Consigne 1 —
Recopiez le passage de l'entretien qui s'ouvre sur les mots contenant « Y a t-il eu » et se termine par « le tournage ? ».

Extrait de l'entretien —
Entretien avec Allyson Félicité à propos de son film Lanmè, sélectionné à la 28ème édition du festival Les Ecrans Documentaires.
Bonjour, Allyson. Merci de m’accorder cet entretien. Pour commencer, tu as réalisé le film durant un stage aux Ateliers Varan. Avais-tu une intuition ou une idée précise de ce que tu voulais faire au moment de commencer le stage ?
Il y a une idée avant Varan, c'est sûr. Le retour de ma mère s'est fait avant. Après 12 ans sans la voir, je l'ai accueilli à l'aéroport avec une caméra sans savoir où j'allais. Les ateliers Varan ont été pour moi un espace de réflexion et de rencontre cinématographique. Je filmais auparavant ma mère sans trop savoir ce que j'allais faire des images. C'est durant l'atelier que j'ai eu un espace pour déterminer l'histoire et pour me découvrir comme réalisateur.ice. Il s'agissait de trouver comment les images pouvaient servir l'histoire de ma mère et moi. La particularité de Varan est que c'est un espace collectif. J’ai eu l'opportunité de montrer des rushes et d'être confronté à des personnes qui ne connaissent pas mon histoire familiale. Cela m'a permis de prendre confiance en ma vision, en mon regard et d’apprendre à l'exprimer à d'autres. J'ai une approche plutôt instinctive donc durant le visionnage des rushes, des choses se sont dégagées à partir des retours puis d'autres questionnements sont apparus.
Y a t-il eu des contraintes spécifiques à cet atelier?
Tout d'abord, celle du temps : le film devait être réalisé en 7 semaines, la durée de l'atelier. Ensuite, il s’agissait de travailler en équipe, notamment avec un ingénieur son durant le tournage. Comme ce que je filmais était intime, j'étais inquiète à l'idée de filmer avec quelqu'un dans un premier temps. Je me demandais si cela n’allait pas influencer ma façon de filmer, ma posture, mais aussi ma mère et ma grand-mère. Finalement, je me suis adapté et ça ne s'est pas révélé être une contrainte.
As-tu filmé seul durant le tournage ?

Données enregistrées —
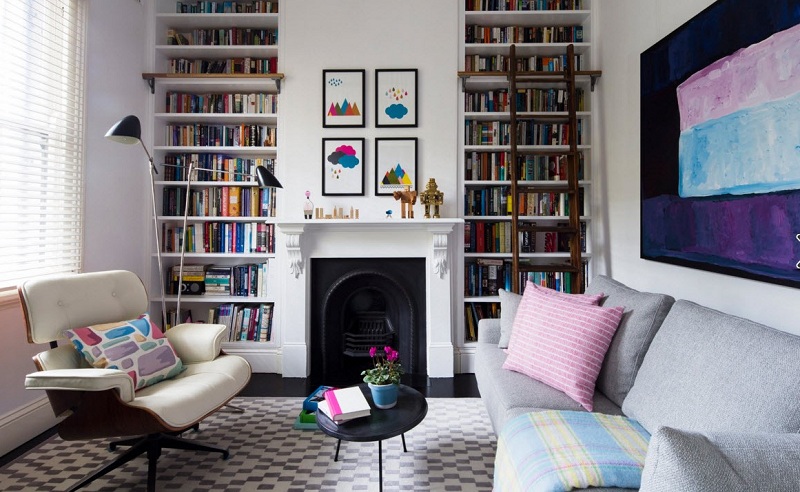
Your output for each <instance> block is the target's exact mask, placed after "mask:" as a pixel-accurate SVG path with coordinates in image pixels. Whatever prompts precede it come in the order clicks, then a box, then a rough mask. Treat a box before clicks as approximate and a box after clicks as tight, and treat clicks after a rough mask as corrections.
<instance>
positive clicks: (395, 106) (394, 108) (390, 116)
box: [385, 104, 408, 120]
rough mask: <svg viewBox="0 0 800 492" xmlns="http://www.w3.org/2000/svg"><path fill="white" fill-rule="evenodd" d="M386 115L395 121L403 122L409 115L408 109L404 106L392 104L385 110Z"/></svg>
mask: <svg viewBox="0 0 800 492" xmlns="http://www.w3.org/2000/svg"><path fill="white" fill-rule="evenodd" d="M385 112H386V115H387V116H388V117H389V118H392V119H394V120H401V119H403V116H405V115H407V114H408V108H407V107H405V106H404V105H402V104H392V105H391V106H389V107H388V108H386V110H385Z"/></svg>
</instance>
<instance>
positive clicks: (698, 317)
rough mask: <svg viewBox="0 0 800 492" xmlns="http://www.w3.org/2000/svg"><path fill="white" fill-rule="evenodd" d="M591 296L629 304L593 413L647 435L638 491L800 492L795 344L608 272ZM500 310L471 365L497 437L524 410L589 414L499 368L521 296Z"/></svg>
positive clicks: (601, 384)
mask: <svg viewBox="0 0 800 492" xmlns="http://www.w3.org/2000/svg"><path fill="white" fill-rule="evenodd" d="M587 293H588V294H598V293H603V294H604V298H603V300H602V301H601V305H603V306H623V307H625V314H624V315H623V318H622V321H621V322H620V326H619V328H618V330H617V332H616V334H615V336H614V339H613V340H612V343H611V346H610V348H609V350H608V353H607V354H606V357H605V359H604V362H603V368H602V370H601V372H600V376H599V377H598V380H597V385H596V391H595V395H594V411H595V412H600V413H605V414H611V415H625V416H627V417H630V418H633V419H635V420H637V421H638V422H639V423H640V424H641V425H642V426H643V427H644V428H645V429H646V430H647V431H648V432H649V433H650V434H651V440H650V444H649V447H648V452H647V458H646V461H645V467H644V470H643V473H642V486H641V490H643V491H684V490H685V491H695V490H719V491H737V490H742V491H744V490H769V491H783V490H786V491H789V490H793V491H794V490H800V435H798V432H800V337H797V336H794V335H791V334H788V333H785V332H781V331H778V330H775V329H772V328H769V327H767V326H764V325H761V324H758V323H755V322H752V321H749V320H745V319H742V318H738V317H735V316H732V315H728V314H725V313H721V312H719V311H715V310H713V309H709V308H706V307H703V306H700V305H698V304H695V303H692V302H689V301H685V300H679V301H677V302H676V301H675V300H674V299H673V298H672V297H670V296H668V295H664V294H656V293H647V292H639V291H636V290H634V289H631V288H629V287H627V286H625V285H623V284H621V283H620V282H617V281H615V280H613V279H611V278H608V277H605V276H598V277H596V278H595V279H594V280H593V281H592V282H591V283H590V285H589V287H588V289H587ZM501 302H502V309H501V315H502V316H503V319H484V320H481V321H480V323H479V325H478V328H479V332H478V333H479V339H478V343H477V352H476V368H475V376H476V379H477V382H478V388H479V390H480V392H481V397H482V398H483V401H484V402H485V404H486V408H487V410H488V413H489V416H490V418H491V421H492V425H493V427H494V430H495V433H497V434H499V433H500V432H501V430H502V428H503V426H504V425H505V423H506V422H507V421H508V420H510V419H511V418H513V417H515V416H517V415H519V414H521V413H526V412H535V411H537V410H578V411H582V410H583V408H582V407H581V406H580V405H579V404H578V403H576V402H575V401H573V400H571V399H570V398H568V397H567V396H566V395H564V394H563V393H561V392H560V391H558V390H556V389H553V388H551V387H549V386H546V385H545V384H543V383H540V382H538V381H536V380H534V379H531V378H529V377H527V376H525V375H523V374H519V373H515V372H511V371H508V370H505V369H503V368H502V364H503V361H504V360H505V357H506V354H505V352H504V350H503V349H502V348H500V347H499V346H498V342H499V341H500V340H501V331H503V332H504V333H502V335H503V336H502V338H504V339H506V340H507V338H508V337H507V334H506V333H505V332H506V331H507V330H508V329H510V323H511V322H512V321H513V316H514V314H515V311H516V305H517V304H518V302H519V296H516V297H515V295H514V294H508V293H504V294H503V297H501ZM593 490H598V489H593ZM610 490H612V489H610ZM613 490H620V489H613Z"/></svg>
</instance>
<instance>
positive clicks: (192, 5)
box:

Consigne 2 —
Relevez toutes les lignes des entrées où figure la chaîne « positive », en tenant compte de la casse.

Réponse attendue 1 —
Y a t-il eu des contraintes spécifiques à cet atelier?
Tout d'abord, celle du temps : le film devait être réalisé en 7 semaines, la durée de l'atelier. Ensuite, il s’agissait de travailler en équipe, notamment avec un ingénieur son durant le tournage. Comme ce que je filmais était intime, j'étais inquiète à l'idée de filmer avec quelqu'un dans un premier temps. Je me demandais si cela n’allait pas influencer ma façon de filmer, ma posture, mais aussi ma mère et ma grand-mère. Finalement, je me suis adapté et ça ne s'est pas révélé être une contrainte.
As-tu filmé seul durant le tournage ?

Réponse attendue 2 —
positive clicks: (395, 106) (394, 108) (390, 116)
positive clicks: (698, 317)
positive clicks: (601, 384)
positive clicks: (192, 5)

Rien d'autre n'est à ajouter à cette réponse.